#### Data shown
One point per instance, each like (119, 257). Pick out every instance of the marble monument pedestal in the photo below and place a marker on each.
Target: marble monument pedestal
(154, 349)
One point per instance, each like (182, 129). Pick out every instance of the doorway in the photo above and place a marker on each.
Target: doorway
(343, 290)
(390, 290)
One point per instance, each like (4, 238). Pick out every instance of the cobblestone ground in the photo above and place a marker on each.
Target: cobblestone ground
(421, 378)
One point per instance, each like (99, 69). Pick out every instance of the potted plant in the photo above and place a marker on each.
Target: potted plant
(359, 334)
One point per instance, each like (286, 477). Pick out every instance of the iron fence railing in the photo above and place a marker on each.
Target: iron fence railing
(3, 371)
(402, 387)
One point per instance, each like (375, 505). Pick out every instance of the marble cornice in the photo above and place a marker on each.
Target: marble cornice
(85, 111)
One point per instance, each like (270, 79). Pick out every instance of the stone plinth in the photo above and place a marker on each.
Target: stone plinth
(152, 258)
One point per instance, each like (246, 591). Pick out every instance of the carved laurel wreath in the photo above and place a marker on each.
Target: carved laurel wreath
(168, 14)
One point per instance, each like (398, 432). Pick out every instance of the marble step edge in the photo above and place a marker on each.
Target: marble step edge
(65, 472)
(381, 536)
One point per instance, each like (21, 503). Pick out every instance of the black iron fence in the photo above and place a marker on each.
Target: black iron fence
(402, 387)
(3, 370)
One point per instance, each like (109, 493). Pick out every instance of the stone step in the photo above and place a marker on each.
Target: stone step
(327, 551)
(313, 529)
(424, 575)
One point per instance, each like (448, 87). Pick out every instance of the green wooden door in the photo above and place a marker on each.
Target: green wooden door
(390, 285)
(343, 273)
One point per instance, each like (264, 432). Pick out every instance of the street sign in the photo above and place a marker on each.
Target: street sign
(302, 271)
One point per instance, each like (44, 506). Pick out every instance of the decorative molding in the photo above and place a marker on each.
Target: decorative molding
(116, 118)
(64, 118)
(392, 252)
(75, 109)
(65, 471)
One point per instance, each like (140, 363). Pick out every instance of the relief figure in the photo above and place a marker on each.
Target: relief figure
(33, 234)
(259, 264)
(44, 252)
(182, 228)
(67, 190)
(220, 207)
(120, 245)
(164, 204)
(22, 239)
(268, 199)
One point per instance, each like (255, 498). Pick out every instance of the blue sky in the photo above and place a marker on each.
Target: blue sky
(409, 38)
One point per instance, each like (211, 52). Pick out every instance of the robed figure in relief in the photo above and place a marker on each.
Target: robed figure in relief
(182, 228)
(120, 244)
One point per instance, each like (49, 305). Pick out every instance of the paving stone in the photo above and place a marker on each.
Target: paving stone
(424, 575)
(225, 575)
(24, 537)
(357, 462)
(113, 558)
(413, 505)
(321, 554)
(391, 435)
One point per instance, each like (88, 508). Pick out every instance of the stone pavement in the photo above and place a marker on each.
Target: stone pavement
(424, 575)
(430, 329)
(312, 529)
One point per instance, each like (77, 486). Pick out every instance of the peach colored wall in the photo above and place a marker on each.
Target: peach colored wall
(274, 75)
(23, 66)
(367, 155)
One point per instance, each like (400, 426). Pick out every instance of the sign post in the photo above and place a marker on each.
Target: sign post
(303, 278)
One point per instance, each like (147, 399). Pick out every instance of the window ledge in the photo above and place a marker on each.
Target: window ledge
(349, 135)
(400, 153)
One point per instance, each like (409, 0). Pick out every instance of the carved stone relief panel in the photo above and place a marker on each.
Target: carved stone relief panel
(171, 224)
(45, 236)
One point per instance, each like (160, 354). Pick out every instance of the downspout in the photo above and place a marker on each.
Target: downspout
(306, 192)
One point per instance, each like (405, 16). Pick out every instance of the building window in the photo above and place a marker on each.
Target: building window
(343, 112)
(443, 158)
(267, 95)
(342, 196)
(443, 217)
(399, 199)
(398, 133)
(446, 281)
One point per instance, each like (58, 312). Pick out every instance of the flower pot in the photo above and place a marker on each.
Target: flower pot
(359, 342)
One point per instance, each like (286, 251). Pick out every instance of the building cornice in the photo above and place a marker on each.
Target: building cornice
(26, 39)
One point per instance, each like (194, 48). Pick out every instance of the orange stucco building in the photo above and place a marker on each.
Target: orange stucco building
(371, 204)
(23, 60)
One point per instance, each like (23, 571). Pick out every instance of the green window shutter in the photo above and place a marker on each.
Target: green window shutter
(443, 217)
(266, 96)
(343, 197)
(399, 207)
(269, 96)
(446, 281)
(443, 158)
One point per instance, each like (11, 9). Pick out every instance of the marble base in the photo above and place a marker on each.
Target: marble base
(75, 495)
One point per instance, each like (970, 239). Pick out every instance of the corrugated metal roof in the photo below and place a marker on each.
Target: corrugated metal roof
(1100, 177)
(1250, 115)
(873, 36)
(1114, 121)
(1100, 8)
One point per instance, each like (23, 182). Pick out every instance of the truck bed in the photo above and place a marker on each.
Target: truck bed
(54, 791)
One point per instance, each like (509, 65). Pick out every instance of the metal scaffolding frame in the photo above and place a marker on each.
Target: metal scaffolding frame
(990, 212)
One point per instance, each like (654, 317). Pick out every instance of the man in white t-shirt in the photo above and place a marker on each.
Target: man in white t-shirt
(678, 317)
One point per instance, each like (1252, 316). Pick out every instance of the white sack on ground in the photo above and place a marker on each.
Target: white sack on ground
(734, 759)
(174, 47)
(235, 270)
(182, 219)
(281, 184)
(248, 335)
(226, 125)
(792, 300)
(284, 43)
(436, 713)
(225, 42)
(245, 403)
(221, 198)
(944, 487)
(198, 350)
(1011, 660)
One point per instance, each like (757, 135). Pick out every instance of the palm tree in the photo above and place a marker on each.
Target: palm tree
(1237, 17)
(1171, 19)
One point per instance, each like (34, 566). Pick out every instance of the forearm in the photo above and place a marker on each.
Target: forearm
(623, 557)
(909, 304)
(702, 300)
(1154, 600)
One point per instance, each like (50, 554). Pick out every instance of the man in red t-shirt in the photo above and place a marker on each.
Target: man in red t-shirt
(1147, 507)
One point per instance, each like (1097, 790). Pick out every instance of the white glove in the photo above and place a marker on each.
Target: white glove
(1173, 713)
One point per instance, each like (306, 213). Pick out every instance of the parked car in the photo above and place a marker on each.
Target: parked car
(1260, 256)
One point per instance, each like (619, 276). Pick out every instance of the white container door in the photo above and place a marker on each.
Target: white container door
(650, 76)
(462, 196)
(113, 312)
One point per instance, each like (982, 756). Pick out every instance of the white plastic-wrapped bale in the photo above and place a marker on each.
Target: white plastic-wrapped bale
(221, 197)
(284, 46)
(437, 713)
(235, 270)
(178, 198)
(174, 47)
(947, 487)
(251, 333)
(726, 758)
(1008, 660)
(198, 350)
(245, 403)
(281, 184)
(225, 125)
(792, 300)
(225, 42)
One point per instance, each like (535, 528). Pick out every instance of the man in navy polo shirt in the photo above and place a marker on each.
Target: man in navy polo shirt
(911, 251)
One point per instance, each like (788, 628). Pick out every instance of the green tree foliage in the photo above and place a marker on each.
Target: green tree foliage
########
• Action item: Starting at the line that contains "Target: white plastic-wrapped bale", write out every line to the end of the entries, exactly as given.

• Exercise output:
Target: white plastic-wrapped bale
(221, 197)
(284, 46)
(437, 713)
(235, 270)
(178, 198)
(174, 47)
(947, 487)
(251, 333)
(726, 758)
(1008, 660)
(198, 350)
(245, 403)
(281, 184)
(225, 125)
(792, 300)
(225, 42)
One point per instance, each like (535, 528). Pick out every instance of the man in navy polo shirt in the photo above and place a marker on each.
Target: man in navy polo shirt
(911, 251)
One point per instance, each like (788, 628). Pick out every instance of the green tree foliage in the photo above and place a marker on each.
Target: green tree foliage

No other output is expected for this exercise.